*** Opening of EXTRACT ***

Dembski on Human Origins, reprise
William Dembski has posted a revised version of his essay on human origins on www.designinference.com. This was way back in August, but I’ve been busy. In the acknowledgements he thanks me, amongst others, for helpful criticism. Now I’m quite chuffed that I could help the greatest philosopher of our time with his essay, but it might have been nicer if he actually had acted on my criticisms.
As before, there are still numerous biological mistakes Dembski makes in this essay. He didn’t take my advice to get a real biologist to look over it carefully. What about my specific criticisms?
Dembski wrote in version 1 Consider, further, that chimpanzees (like the other apes) have 48 chromosomes whereas humans have only 46 chromosomes. . .
Now, this is presumably meant to throw doubt on the 98% figure, because humans have lost a pair of chromosomes compared to chimps. But we have 46 chromosomes because two chromosomes that are separate in chimpanzees are fused in humans. This doesn’t affect the similarity of our DNA one bit. However, Dembski still has this section word for word in version 2.
Next, after a far too long section of alternate versions of a Hamlet soliloquy, he made this remarkable statement.
Dembski wrote in version 1 The similarity between human and chimpanzee DNA is nothing like the similarity between these two versions of Hamlet’s soliloquy. With the two versions of Hamlet’s soliloquy, we’ve lined up the entire texts sequentially. By contrast, when molecular biologists line up human and chimpanzee DNA, they are matching arbitrarily chosen segments of DNA. It’s like going through the works of William Shakespeare and John Milton, and finding that 98 percent of the words and short phrases they used can be lined up letter for letter and therefore are the same.
He has now changed it to this:
Dembski wrote in version 2 The similarity between human and chimpanzee DNA is nothing like the similarity between these two versions of Hamlet’s soliloquy. This is because of the complex ways that genetic information is utilized within cells. Biological function can depend crucially upon extremely small changes in proteins as well as in how they are utilized over time and in space. The way proteins interact forms a higher order network that is not visible from nucleotide or amino-acid sequences alone and thus is opaque to sequence analyses. It’s like going through the works of William Shakespeare and John Milton, and finding that almost all the words and short phrases they used are identical.

*** Close of EXTRACT ***
*** Opening of INFORMATION PROVIDED ***

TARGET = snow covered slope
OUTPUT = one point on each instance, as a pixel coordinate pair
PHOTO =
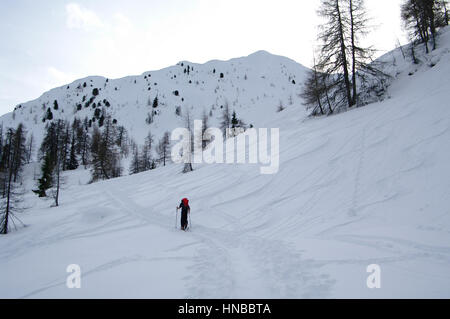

*** Close of INFORMATION PROVIDED ***

* [EXPLORE THE MATERIAL]
1. Answer these questions from the Dembski post, one line each:
(a) On which website has Dembski posted the revised version of his essay?
(b) According to the version 1 quotation, how many chromosomes do chimpanzees have?
(c) According to the author, why do humans have 46 chromosomes?
2. Translate this sentence from the Dembski post into Spanish: "This doesn't affect the similarity of our DNA one bit."
3. Quote the Dembski post word for word, starting at "As before, there" and ending at "this remarkable statement.".

* [TASK RESPONSES]
1.
(a) www.designinference.com
(b) 48
(c) Two chromosomes that are separate in chimpanzees are fused in humans.

2. Esto no afecta en lo más mínimo a la similitud de nuestro ADN.

3.
As before, there are still numerous biological mistakes Dembski makes in this essay. He didn’t take my advice to get a real biologist to look over it carefully. What about my specific criticisms?
Dembski wrote in version 1 Consider, further, that chimpanzees (like the other apes) have 48 chromosomes whereas humans have only 46 chromosomes. . .
Now, this is presumably meant to throw doubt on the 98% figure, because humans have lost a pair of chromosomes compared to chimps. But we have 46 chromosomes because two chromosomes that are separate in chimpanzees are fused in humans. This doesn’t affect the similarity of our DNA one bit. However, Dembski still has this section word for word in version 2.
Next, after a far too long section of alternate versions of a Hamlet soliloquy, he made this remarkable statement.